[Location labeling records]
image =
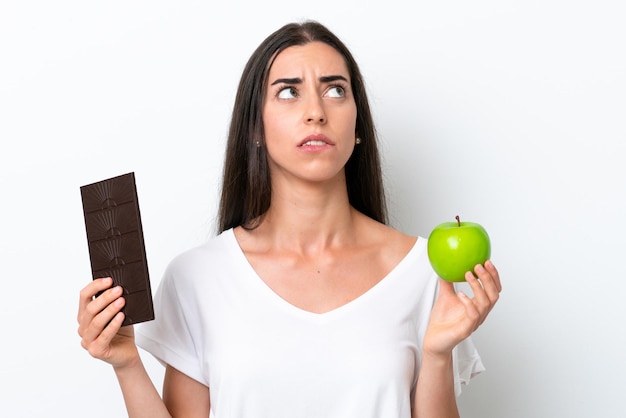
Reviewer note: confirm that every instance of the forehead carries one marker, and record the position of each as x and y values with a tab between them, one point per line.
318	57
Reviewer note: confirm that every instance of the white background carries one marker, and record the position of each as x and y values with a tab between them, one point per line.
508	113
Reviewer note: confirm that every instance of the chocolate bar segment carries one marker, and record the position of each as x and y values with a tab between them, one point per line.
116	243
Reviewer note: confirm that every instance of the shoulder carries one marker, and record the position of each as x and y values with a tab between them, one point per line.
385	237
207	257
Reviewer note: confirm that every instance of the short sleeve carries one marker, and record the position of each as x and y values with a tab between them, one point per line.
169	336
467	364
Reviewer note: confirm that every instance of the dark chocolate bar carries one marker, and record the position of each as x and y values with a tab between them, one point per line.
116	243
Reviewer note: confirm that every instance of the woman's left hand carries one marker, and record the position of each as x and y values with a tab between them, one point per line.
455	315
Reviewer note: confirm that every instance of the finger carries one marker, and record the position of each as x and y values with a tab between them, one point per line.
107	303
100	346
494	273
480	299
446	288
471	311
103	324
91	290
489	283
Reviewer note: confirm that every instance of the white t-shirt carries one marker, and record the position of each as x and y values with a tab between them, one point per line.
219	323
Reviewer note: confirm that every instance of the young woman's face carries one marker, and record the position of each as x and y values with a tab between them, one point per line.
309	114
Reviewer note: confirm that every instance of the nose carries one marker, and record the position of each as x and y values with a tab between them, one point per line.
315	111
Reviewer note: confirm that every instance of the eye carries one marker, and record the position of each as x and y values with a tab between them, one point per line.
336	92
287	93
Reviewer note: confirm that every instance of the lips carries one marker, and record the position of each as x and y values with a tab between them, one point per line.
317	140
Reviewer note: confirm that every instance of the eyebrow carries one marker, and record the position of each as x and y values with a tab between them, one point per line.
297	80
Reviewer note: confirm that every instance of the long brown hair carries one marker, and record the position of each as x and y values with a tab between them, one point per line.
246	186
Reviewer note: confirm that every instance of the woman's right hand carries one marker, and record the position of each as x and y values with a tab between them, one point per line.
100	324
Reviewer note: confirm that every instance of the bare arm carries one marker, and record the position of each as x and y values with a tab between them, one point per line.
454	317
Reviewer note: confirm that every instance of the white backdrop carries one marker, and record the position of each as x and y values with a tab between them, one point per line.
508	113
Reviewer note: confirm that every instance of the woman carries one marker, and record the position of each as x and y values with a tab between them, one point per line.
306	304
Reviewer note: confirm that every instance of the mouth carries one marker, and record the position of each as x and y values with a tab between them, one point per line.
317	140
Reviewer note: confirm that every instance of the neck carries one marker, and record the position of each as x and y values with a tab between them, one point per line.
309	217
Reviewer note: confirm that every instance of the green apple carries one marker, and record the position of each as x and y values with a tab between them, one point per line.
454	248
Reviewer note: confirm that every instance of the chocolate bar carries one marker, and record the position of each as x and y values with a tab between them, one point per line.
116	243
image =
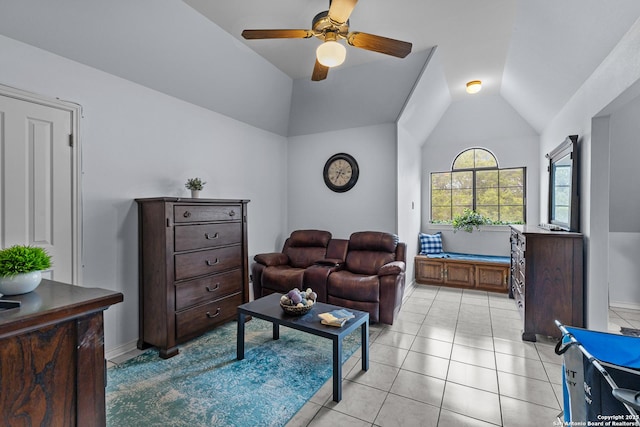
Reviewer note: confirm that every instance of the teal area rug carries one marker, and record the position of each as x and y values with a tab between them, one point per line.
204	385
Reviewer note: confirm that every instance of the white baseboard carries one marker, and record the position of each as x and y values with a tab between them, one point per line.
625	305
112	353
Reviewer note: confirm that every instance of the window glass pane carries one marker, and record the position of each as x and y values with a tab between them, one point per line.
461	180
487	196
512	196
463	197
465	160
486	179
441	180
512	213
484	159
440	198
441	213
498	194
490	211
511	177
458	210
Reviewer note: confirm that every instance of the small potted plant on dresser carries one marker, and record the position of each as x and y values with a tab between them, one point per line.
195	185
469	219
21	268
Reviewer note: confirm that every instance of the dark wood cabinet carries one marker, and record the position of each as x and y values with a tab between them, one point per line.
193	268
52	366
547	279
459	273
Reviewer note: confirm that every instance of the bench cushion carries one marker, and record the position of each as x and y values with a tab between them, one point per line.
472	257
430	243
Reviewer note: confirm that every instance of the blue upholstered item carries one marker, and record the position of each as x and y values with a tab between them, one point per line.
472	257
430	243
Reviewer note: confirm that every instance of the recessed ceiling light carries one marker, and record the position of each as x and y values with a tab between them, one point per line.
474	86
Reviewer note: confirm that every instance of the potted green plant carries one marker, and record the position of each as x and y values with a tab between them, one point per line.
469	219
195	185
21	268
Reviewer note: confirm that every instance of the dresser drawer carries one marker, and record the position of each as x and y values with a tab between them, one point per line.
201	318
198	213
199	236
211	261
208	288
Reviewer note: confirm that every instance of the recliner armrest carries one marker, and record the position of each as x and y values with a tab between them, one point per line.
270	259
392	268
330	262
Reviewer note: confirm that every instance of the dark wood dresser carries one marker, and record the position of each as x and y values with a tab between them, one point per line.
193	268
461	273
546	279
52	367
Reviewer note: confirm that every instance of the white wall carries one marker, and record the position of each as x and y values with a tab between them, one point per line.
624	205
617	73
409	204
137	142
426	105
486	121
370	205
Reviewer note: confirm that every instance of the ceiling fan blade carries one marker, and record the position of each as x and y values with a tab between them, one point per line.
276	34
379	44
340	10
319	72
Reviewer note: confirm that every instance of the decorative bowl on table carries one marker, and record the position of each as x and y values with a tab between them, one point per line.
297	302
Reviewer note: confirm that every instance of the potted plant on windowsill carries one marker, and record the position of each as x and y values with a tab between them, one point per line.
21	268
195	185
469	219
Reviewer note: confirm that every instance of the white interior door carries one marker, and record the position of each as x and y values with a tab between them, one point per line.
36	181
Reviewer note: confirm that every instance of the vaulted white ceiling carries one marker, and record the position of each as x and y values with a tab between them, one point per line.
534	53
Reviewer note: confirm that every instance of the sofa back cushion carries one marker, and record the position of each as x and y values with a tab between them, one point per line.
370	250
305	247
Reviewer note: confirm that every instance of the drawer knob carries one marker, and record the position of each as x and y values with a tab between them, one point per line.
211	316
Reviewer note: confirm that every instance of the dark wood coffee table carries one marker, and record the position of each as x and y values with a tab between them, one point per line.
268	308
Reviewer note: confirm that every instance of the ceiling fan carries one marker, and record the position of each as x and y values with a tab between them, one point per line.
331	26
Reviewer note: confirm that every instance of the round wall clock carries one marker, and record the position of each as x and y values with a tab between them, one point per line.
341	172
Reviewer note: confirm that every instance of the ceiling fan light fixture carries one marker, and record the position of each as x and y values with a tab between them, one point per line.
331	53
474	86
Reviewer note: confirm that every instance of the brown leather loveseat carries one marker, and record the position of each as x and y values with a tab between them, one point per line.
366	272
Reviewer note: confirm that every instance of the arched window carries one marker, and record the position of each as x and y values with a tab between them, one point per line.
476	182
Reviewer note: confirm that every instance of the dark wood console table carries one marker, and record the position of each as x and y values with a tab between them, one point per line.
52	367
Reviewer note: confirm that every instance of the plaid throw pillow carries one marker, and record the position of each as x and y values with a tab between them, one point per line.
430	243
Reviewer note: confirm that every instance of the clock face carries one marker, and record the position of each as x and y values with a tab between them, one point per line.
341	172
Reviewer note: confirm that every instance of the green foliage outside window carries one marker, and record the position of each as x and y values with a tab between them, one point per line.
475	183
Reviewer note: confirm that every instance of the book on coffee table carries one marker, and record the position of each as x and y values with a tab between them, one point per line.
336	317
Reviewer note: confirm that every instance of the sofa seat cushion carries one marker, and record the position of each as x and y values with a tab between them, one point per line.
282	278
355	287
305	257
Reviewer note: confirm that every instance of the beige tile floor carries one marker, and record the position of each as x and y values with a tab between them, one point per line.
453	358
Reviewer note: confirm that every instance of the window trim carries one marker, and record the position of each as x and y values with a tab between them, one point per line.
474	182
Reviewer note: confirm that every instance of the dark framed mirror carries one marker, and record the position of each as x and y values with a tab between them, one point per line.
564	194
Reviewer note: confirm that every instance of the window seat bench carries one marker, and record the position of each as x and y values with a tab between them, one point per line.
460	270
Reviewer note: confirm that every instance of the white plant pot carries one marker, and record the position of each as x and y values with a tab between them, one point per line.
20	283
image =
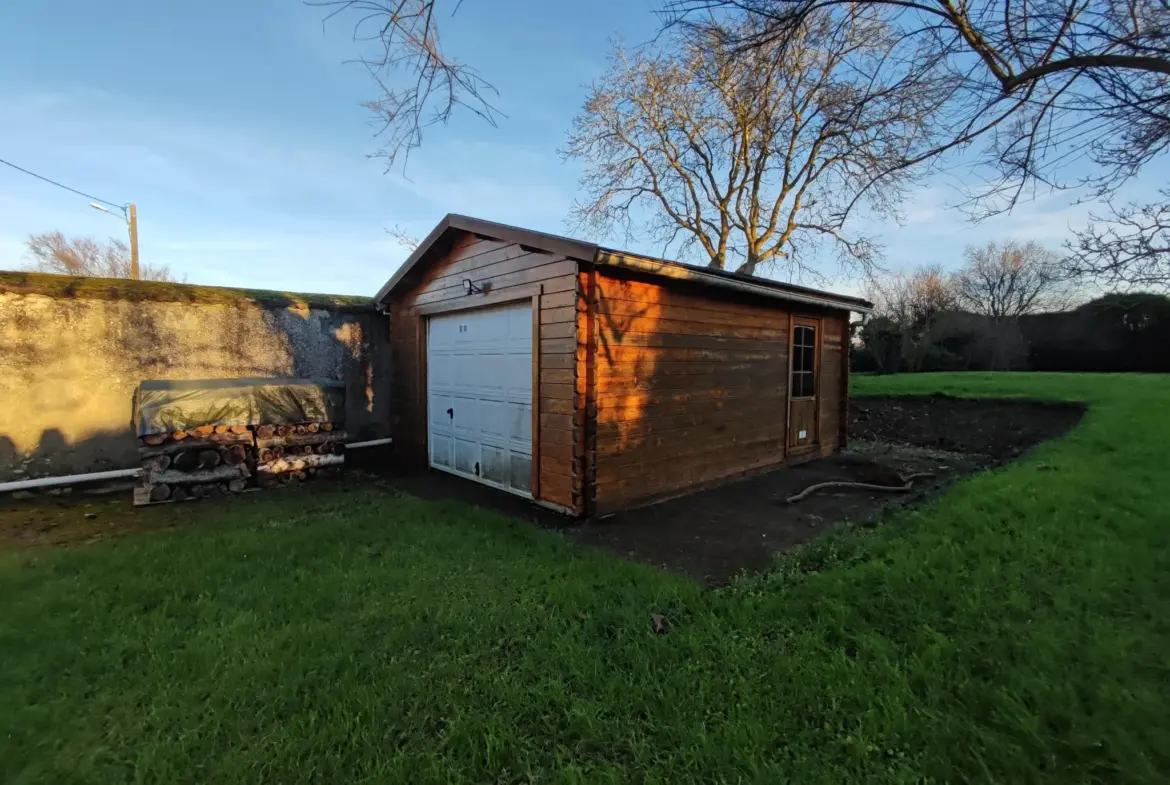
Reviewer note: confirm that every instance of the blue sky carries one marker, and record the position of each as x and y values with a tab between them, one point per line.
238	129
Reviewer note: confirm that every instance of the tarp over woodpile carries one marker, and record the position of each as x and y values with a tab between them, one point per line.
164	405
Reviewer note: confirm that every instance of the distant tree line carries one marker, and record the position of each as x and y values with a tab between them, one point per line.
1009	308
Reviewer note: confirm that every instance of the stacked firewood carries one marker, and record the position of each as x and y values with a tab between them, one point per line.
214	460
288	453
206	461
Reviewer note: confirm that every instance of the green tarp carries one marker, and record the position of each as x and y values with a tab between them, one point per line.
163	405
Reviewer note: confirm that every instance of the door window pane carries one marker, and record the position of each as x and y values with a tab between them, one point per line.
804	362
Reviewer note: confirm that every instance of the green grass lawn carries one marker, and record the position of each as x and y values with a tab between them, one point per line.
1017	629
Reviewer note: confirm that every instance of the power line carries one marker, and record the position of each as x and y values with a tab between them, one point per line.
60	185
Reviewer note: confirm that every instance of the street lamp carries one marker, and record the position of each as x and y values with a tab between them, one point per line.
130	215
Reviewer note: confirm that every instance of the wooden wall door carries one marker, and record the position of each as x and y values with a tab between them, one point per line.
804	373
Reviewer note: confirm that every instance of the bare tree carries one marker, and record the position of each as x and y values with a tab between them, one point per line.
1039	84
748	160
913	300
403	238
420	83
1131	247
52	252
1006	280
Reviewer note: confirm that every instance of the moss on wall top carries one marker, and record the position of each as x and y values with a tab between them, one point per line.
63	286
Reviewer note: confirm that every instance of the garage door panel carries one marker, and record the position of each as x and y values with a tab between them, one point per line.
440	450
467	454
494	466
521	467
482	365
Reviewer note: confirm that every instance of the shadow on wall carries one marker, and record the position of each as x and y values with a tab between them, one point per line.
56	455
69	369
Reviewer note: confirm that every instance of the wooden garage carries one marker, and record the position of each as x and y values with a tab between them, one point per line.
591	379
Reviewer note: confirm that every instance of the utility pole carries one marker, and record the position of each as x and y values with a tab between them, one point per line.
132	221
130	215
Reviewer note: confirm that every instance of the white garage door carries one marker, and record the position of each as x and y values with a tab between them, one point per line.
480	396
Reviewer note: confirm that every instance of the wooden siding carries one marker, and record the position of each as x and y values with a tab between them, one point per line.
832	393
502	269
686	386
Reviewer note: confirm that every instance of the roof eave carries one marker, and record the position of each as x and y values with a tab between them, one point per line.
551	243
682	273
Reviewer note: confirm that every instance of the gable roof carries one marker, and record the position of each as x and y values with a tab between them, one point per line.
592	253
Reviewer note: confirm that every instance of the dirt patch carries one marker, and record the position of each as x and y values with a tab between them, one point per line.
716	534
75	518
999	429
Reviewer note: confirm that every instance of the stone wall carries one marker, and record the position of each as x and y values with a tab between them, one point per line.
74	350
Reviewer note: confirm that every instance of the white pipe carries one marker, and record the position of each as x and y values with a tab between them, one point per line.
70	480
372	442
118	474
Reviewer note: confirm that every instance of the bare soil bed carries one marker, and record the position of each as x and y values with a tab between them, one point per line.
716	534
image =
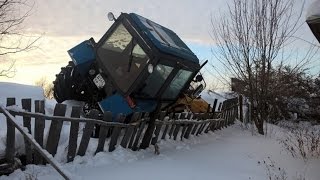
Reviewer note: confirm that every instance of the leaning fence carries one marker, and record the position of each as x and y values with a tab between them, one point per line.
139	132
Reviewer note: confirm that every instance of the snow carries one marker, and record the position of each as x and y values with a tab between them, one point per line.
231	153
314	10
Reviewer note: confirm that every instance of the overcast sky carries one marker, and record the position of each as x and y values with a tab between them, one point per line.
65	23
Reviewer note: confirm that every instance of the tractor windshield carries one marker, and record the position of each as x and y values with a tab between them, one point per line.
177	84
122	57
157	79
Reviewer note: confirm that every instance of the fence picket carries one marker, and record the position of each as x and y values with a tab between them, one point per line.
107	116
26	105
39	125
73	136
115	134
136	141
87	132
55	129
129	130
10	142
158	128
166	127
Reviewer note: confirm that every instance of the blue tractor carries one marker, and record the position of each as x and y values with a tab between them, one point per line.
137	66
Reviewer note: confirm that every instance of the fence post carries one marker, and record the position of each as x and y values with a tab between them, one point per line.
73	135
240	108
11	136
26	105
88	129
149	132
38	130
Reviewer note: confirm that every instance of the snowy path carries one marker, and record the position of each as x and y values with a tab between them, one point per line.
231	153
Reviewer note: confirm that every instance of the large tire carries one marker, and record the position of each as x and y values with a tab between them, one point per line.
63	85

■ TASK TO COMPLETE
Starting at the line that contains "Reviewer note: confirm that every instance of the blue tractor", output each remaining line of the listing, the last line included, exactly as it appears.

■ OUTPUT OF THE TASK
Reviewer note: confirm that every instance of the blue tractor carries one marker, and record the position of each as x and y values with a tab between them, one point per line.
137	66
Reviewer note: confirm that every instance of the fence post carries one marker, and record the position of each as x and y values with a tab between them, one point per line.
73	135
240	108
11	136
26	105
88	129
149	132
38	130
Reviewer note: confirm that every instance of the snowy path carries one marker, and record the position of each as x and y values with a tab between them, one point per line.
231	153
Reviewer note: confirm that every instance of the large tire carries one marker, and record the position of each as x and y values with a tab between them, one point per line.
63	85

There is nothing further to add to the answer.